| EXERCISES |
A – In the piece on breaking up with stress, whose study is cited as linking too much stress to heart disease, sleep problems, and weight issues?
B – Echo the piece on breaking up with stress word for word, from "What about you?" to "joy in your life.".

| EXCERPT PROVIDED |
+ + + +
Let’s break up …
As a kid, I was always a high achiever. There really was no other way to be. My older siblings always did well in school, so it was naturally assumed that I would be no different. The thing my teachers didn’t realize is that I stressed out on every test I took, every report I wrote and every class lecture I sat through taking copious notes so I wouldn’t miss answers on tests. Stress became my go-to behavior when I needed to do well … to achieve!
What about you? Has stress become the norm for you?
You hear all the nasty effects that stress has on your health with the increased cortisol your body produces due to stress. According to a Mayo Clinic study, heart disease, sleep problems, weight issues, skin disruptions, etc. are created or exacerbated by having too much stress in your life. Stress is like a bad relationship turned toxic. Just break up with it!
One way to do that is to decide that stress is no longer what you need, breathe into that and replace it with more intentional self-care and designed loving behaviors. You deserve less stress and more happiness and joy in your life.
+ + + +
| RECORDS SHOWN |

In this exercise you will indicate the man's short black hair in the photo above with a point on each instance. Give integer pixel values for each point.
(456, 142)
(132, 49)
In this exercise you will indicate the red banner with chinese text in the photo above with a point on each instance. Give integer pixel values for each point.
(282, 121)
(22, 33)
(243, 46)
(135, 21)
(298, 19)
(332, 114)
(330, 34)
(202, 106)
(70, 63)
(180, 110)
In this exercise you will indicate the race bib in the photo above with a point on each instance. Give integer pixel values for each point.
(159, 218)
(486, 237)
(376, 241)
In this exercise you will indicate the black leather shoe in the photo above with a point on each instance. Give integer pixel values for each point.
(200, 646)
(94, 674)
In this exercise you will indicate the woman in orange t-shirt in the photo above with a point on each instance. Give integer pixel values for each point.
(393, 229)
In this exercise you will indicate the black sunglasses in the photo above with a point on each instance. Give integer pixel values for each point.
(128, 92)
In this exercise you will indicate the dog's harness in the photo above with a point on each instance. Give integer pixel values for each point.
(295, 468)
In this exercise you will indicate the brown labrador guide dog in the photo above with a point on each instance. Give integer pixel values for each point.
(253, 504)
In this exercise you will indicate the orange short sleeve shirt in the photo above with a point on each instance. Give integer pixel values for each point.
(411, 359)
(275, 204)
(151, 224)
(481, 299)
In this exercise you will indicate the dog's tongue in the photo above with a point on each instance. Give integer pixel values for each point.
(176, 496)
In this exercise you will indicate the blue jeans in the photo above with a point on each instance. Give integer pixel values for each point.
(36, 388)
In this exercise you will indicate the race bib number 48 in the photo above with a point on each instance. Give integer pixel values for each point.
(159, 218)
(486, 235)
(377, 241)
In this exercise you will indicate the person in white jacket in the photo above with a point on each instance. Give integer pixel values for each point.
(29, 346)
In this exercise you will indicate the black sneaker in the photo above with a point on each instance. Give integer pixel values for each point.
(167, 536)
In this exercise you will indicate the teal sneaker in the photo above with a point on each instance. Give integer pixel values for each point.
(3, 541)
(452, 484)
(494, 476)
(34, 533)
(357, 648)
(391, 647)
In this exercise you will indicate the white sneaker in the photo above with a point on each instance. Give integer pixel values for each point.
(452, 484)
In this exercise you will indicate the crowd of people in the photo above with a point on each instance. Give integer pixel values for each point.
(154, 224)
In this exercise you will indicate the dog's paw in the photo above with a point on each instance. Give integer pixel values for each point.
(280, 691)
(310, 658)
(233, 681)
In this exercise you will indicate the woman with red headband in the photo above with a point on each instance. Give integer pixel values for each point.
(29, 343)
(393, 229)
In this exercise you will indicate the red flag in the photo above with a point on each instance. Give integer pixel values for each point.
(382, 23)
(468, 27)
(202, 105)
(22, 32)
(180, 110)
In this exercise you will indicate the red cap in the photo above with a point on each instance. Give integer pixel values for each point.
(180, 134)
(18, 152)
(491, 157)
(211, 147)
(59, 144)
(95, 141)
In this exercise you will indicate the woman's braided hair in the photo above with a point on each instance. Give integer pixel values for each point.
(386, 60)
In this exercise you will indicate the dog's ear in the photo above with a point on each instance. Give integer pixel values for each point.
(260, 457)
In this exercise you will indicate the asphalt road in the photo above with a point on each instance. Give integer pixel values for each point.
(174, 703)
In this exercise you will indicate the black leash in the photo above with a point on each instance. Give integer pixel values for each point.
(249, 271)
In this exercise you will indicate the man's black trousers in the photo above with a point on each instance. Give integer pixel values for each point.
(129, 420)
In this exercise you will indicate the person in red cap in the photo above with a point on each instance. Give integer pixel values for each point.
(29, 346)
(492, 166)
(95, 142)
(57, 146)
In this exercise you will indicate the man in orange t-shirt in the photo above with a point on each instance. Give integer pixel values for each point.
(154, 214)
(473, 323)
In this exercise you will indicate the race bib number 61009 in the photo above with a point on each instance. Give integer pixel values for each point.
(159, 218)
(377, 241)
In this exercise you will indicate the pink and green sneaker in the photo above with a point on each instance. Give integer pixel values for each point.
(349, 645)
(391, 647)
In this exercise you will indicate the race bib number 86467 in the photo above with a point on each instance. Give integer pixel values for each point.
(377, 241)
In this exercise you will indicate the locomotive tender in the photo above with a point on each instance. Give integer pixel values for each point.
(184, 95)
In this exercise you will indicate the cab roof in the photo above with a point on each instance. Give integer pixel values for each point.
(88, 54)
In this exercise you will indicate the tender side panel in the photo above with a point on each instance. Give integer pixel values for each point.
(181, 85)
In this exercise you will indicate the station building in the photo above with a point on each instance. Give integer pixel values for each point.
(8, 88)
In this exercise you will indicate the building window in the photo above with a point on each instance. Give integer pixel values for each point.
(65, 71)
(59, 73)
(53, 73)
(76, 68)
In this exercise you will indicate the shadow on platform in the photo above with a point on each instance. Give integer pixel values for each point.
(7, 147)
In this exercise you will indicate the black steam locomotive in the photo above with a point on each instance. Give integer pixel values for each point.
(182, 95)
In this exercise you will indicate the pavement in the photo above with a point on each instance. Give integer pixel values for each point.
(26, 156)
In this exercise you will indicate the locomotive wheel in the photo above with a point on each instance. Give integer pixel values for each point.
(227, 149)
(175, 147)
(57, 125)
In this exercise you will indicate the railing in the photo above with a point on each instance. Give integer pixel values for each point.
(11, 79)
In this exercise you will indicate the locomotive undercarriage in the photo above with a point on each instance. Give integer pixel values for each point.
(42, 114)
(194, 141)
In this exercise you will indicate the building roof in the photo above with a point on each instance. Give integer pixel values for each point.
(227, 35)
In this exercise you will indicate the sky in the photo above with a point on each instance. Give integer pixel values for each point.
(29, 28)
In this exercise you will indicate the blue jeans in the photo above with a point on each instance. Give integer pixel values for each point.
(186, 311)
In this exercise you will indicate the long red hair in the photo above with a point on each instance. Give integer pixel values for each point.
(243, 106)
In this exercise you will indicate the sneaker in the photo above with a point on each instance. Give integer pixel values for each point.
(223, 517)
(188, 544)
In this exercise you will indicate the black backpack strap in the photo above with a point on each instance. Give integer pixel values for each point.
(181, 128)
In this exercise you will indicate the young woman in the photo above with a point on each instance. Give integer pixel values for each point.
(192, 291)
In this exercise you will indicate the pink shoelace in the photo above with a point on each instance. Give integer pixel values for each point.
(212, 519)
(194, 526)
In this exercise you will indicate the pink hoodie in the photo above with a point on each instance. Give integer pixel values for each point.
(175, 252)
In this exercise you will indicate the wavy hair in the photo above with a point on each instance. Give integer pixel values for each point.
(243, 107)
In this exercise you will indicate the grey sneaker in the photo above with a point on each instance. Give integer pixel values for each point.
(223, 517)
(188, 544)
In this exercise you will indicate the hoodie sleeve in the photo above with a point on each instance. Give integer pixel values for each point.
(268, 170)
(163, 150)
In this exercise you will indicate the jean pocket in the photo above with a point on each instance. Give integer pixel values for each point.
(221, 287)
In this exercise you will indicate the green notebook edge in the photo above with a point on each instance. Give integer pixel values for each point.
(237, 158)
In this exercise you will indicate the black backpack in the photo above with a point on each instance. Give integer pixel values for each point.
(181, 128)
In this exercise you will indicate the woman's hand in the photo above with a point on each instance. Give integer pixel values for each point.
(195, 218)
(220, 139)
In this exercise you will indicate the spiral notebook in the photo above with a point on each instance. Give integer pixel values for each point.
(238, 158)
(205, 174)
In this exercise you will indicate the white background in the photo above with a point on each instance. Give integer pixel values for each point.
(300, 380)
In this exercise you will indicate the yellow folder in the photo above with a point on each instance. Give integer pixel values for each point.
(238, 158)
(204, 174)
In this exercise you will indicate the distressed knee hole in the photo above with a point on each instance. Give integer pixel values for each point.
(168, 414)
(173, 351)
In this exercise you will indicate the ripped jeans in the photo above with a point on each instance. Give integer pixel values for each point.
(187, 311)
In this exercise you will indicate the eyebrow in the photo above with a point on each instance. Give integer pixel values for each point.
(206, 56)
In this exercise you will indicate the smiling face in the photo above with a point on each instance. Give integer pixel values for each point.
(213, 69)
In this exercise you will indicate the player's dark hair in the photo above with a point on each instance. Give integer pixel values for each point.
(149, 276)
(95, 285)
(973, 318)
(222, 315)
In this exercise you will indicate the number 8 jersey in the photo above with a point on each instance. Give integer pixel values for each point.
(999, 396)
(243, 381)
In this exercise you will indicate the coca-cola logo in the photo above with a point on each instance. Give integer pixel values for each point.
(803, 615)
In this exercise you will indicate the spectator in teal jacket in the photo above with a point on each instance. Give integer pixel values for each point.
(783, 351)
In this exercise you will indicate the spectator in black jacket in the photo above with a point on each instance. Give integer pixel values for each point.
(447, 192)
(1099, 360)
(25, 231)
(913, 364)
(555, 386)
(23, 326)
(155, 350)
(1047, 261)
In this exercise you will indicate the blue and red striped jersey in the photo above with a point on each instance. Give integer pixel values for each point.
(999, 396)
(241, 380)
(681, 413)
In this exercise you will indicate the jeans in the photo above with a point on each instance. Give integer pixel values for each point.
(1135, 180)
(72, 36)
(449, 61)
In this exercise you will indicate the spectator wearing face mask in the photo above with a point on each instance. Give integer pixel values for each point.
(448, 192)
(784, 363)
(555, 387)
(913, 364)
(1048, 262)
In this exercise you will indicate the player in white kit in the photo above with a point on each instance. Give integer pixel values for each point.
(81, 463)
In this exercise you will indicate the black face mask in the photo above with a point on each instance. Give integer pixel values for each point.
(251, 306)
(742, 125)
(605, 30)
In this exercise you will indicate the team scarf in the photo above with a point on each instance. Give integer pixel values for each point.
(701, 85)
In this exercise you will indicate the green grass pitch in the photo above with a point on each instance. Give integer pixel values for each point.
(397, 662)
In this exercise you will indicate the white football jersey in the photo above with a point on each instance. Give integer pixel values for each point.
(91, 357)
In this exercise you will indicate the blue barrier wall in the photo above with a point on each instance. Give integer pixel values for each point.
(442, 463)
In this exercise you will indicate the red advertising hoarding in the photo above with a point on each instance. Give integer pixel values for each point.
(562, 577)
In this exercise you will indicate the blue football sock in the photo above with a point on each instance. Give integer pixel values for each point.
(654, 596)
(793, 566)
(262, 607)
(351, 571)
+ + + +
| RESPONSES BY TASK |
A – A Mayo Clinic study.

B –
What about you? Has stress become the norm for you?
You hear all the nasty effects that stress has on your health with the increased cortisol your body produces due to stress. According to a Mayo Clinic study, heart disease, sleep problems, weight issues, skin disruptions, etc. are created or exacerbated by having too much stress in your life. Stress is like a bad relationship turned toxic. Just break up with it!
One way to do that is to decide that stress is no longer what you need, breathe into that and replace it with more intentional self-care and designed loving behaviors. You deserve less stress and more happiness and joy in your life.